··· Exercise inputs

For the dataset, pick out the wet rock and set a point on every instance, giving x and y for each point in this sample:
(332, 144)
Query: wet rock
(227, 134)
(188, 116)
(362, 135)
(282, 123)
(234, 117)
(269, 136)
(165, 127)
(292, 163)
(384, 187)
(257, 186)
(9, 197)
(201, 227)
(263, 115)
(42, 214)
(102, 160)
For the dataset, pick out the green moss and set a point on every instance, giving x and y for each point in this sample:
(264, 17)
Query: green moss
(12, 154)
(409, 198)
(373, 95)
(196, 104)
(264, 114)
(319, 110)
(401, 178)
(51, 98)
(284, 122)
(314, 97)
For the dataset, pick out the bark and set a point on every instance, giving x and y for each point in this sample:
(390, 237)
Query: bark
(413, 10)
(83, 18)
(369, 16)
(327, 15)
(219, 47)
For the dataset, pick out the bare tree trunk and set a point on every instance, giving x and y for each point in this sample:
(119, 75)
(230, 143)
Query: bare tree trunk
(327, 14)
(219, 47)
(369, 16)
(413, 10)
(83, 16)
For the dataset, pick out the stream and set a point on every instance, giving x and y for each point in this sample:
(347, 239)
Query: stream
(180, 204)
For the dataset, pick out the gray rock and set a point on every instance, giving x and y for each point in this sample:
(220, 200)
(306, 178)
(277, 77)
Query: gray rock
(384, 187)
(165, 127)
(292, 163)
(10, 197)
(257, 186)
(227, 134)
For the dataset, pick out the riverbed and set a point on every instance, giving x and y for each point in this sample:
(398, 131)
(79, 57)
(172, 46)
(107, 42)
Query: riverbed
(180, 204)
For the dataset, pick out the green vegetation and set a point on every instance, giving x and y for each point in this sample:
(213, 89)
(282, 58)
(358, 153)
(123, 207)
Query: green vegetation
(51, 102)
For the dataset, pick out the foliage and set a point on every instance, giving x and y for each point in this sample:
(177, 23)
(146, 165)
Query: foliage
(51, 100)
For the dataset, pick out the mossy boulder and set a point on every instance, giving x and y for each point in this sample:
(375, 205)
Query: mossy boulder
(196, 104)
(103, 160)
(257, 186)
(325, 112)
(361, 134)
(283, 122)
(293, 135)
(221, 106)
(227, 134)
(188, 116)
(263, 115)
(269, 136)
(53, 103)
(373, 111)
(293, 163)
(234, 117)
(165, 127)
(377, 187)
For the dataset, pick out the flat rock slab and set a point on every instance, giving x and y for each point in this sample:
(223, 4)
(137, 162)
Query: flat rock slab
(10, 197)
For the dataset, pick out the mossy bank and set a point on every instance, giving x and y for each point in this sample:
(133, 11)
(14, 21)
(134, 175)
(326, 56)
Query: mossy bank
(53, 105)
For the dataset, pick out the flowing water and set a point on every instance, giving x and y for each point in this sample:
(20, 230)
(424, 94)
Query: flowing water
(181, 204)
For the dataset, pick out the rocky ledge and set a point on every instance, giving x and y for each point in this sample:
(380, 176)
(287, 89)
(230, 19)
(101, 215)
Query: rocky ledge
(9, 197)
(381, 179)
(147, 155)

······

#### [Job]
Arrange every line of the entries above into a Markdown table with two columns, Row and Line, numbering the rows in order and leaving out any blank lines.

#### [Output of the task]
| Row | Line |
|---|---|
| 1 | For the dataset, pick out the wet rock and set a point on every instance, giving x and y for each point in this sample: |
| 2 | (332, 144) |
| 3 | Query: wet rock |
| 4 | (227, 134) |
| 5 | (188, 116) |
| 6 | (362, 135) |
| 7 | (282, 123) |
| 8 | (234, 117) |
| 9 | (269, 136) |
| 10 | (165, 127) |
| 11 | (292, 163) |
| 12 | (384, 187) |
| 13 | (257, 186) |
| 14 | (9, 197) |
| 15 | (201, 227) |
| 16 | (263, 115) |
| 17 | (42, 214) |
| 18 | (102, 160) |
| 19 | For the dataset, pick out the green moss and set a point on every instance, giving x and y for each point in this sample: |
| 20 | (264, 17) |
| 21 | Query: green moss |
| 22 | (12, 154) |
| 23 | (409, 198) |
| 24 | (373, 95) |
| 25 | (196, 104) |
| 26 | (264, 114) |
| 27 | (319, 110) |
| 28 | (401, 178) |
| 29 | (51, 98) |
| 30 | (284, 122) |
| 31 | (314, 97) |
| 32 | For the dataset, pick out the bark and set a point on every instance, giving x and y for each point in this sample: |
| 33 | (390, 237) |
| 34 | Query: bark |
| 35 | (413, 10) |
| 36 | (83, 18) |
| 37 | (369, 16) |
| 38 | (327, 15) |
| 39 | (219, 47) |
| 40 | For the dataset, pick out the bare tree trunk and set a point on every instance, giving x and y for each point in this sample: |
| 41 | (119, 75) |
| 42 | (230, 143) |
| 43 | Query: bare tree trunk |
| 44 | (327, 14) |
| 45 | (219, 47) |
| 46 | (369, 16) |
| 47 | (413, 10) |
| 48 | (83, 16) |
| 49 | For the dataset, pick out the stream and set a point on every instance, giving x and y for each point in this sample: |
| 50 | (347, 239) |
| 51 | Query: stream |
| 52 | (180, 204) |
| 53 | For the dataset, pick out the gray rock and set a point on every instance, giving x and y for each point in this sample: |
| 54 | (220, 200) |
| 55 | (306, 178) |
| 56 | (277, 77) |
| 57 | Query: gray rock |
| 58 | (384, 187) |
| 59 | (165, 127) |
| 60 | (292, 163) |
| 61 | (10, 197) |
| 62 | (257, 186) |
| 63 | (227, 134) |
| 64 | For the dataset, pick out the riverbed and set a point on every instance, giving x and y for each point in this sample: |
| 65 | (398, 131) |
| 66 | (79, 57) |
| 67 | (172, 46) |
| 68 | (107, 42) |
| 69 | Query: riverbed |
| 70 | (180, 204) |
| 71 | For the dataset, pick out the green vegetation and set a point on every instance, giving x and y for each point in this sample: |
| 72 | (213, 89) |
| 73 | (282, 58) |
| 74 | (358, 153) |
| 75 | (123, 207) |
| 76 | Query: green vegetation |
| 77 | (51, 102) |
| 78 | For the dataset, pick out the foliage and set a point on every instance, giving x and y for each point in this sample: |
| 79 | (177, 23) |
| 80 | (146, 165) |
| 81 | Query: foliage |
| 82 | (51, 100) |
| 83 | For the dataset, pick out the mossy boulder and set a point on every instance, giving x and y for each point in this sample: |
| 84 | (375, 205) |
| 85 | Query: mossy boulder |
| 86 | (196, 104) |
| 87 | (103, 160) |
| 88 | (257, 186) |
| 89 | (325, 112) |
| 90 | (361, 134) |
| 91 | (283, 122) |
| 92 | (293, 135) |
| 93 | (221, 106) |
| 94 | (227, 134) |
| 95 | (188, 116) |
| 96 | (263, 115) |
| 97 | (269, 136) |
| 98 | (53, 103) |
| 99 | (373, 111) |
| 100 | (293, 163) |
| 101 | (234, 117) |
| 102 | (165, 127) |
| 103 | (377, 187) |
| 104 | For the dataset, pick out the flat rock slab and set a point on every instance, giving x and y for each point in this sample: |
| 105 | (223, 4) |
| 106 | (137, 162) |
| 107 | Query: flat rock slab |
| 108 | (10, 197) |
| 109 | For the dataset, pick out the mossy bank and set a point on every instance, giving x and y for each point in this sample: |
| 110 | (133, 11) |
| 111 | (14, 21) |
| 112 | (134, 175) |
| 113 | (326, 56) |
| 114 | Query: mossy bank |
| 115 | (53, 105) |
| 116 | For the dataset, pick out the flowing water and set a point on every instance, giving x and y for each point in this sample: |
| 117 | (20, 230) |
| 118 | (424, 94) |
| 119 | Query: flowing water |
| 120 | (181, 204) |
| 121 | For the dataset, pick out the rocky ledge and set a point on every instance, giving x and y for each point in this sample: |
| 122 | (380, 176) |
| 123 | (287, 89) |
| 124 | (230, 19) |
| 125 | (101, 215) |
| 126 | Query: rocky ledge |
| 127 | (9, 197) |
| 128 | (381, 179) |
| 129 | (147, 155) |